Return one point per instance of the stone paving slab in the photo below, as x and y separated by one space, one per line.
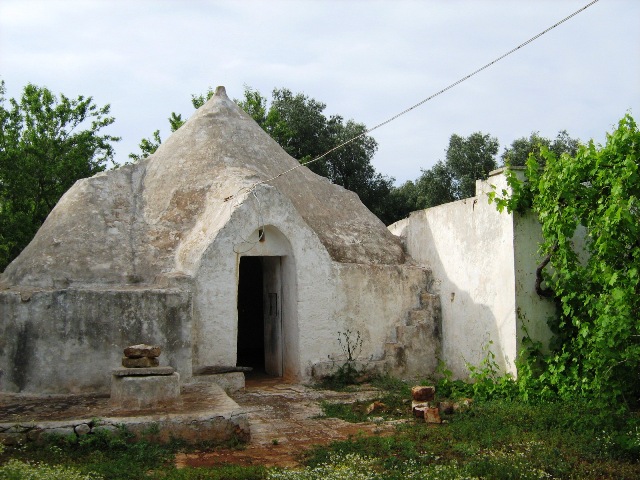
204 412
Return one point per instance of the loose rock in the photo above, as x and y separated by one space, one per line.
142 362
423 394
142 350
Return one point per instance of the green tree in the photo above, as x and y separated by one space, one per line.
596 350
518 153
46 144
467 159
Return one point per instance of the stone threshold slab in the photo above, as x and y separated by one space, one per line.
135 372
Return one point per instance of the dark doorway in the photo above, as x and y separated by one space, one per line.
251 314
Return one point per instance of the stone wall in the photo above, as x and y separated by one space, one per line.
68 341
483 264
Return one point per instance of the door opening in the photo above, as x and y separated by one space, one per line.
250 314
260 336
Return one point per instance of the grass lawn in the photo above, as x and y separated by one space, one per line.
491 439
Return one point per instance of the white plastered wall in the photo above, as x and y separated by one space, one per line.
483 264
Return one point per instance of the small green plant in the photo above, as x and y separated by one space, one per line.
488 380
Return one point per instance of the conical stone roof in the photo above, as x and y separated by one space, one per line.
125 226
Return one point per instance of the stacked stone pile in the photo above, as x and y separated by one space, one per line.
142 383
141 356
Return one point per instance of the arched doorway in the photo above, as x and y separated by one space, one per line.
260 330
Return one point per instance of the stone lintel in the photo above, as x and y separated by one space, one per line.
136 372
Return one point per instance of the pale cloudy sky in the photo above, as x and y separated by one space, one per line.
367 60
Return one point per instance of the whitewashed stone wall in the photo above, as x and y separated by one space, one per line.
483 264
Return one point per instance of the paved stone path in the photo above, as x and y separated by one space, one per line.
285 422
285 418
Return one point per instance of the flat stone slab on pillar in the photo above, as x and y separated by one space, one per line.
144 391
136 372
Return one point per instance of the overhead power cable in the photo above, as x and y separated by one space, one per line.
422 102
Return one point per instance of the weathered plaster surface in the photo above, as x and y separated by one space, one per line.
69 340
133 224
122 247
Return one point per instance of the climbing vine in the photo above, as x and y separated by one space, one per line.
593 195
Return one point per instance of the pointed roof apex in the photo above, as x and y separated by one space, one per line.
221 91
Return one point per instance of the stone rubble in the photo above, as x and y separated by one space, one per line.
423 405
141 356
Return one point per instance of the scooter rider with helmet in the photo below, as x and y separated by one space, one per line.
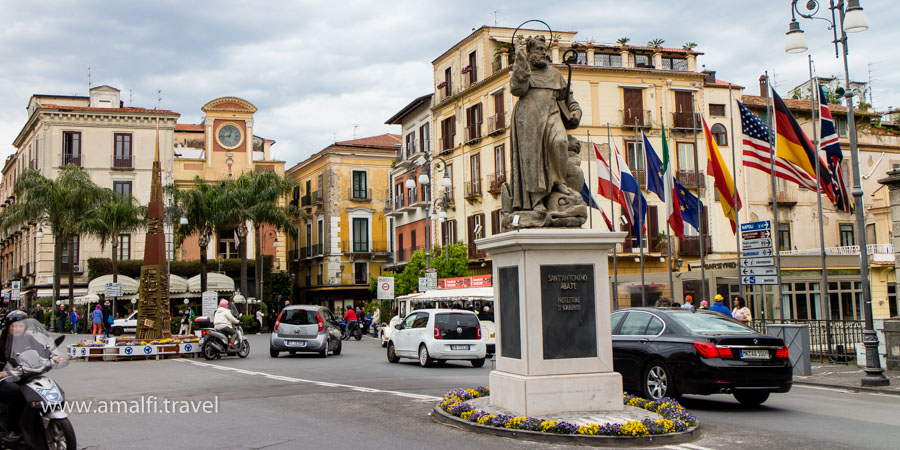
224 321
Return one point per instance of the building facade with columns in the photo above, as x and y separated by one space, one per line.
114 144
222 147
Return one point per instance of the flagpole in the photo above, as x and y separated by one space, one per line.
643 219
700 202
776 239
590 208
612 195
737 217
825 301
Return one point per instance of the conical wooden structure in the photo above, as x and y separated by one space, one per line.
153 304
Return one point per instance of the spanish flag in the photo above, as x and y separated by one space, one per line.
723 181
791 144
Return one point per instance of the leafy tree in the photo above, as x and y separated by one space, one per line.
115 215
61 203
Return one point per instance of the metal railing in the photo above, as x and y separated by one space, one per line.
833 340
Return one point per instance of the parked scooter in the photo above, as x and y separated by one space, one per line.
44 423
214 343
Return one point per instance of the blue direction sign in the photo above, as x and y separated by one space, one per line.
756 226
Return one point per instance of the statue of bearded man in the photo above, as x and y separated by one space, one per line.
537 190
* * * * *
Exercise prompt
Copy the listing exactly. Any image in it stays out of the copy.

Solution to this task
Return one point per instance of the stone paving slab in the photo below, as x and y separated by one space, one per line.
204 412
Return one point per instance of the loose rock in the photo above, as x and y separated by one space, one per line.
142 362
423 394
142 350
Return one point per instance of the green tree in the photo above, as x and y separated by one space, one per line.
596 350
518 153
46 144
467 159
Return one point per instance of the stone threshold slab in the photo above, as x and y separated by one space, one per line.
135 372
Return one point per instance of the dark doorway in the photo above, as x and y separated by one space, one per line.
251 314
Return one point per instance of the stone wall in the photo above, as x and y separated by one space, one per line.
68 341
483 264
Return one point per instance of the door opening in the photo above, as x and y separated by one space, one per line.
250 314
260 336
Return one point per instance of the grass lawn in the photo above, as x and y separated by one space, one per line.
491 439
Return one point per instance of the white plastered wall in the photo above, as x and y separated by one space, one per line.
483 264
Return one point per instance of the small green plant in the photo above, as x and y separated by one space, one per line.
488 380
Return one point per instance of the conical stone roof in the photo above, as x and y separated by one space, one per line.
125 226
Return one point per instance of the stacked stone pile in the photo above, as x and y separated by one space, one per line.
142 383
141 356
Return one point per instance of the arched doorway in the photo above, as x and y separated by one space, one per line.
260 330
Return one point per instance of the stone lintel in the photo above, as x and y separated by one space, one per line.
136 372
Return one point per instance of the pale cloudy sky in the photo above, as x and y separated by one space, one per line.
367 60
Return one point per instance of the whitewashed stone wall in the photo above, as x and y separated by one space, one per line.
483 264
Return one point per instance of the paved stone path in the photo above, as x and y separated by one space, one per line.
285 422
285 418
Return one point per instance of the flat stone slab on pillar in the photo above, as x and y separated by one space, one per line.
144 391
136 372
Return one point per instance of the overhead power cable in the photo above, as x and y separated by one space, one per line.
422 102
Return one point per instance of the weathered plaster surface in the photo above, as x and y separated by one space, one per line.
69 340
133 224
122 247
Return one point per instance of the climbing vine in the photo above, as x and y separated by one space, one per line.
593 195
Return one point per instance of the pointed roof apex in the photo above, as x and y separated by one space, one per line.
221 91
Return one point per instance of the stone rubble in the photo above, as x and y separated by one space, one per line.
423 405
141 356
Return one point per instance of the scooter rider with helmet in the photo below, as x and y separated by one space, one per line.
224 321
Return one point per instance of the building facade with columns in the photo above, as x and y separated by one space, one per line.
114 144
222 147
Return one point per instance of the flagpole in the photo above, as x and y separated by one space, one per line.
643 219
700 202
776 239
590 208
612 195
737 217
825 301
Return one point per instance of the conical wooden structure in the photo above, as x and y separated by one space, one per line.
153 304
Return one point per instance of the spanish flag in the photo above, as x and y separated by one space, one per line.
723 181
791 144
Return one point per instance of the leafy tree in the photo above, as x and y separated by one space, one per line.
115 215
61 203
Return one point per instance of the metal railing in the photo above, as x and y separated by one space, one per line.
833 340
Return one point per instance of the parked scooter in the photo above, as x and y separated by one space, one per line.
44 423
214 343
Return one point per instance of the blue direction sign in the photo above, as x and y separated by one space, one per line.
756 226
Return one point per instance of the statue of bearded man in the photo above, as x and y separated by one space, one per line.
537 190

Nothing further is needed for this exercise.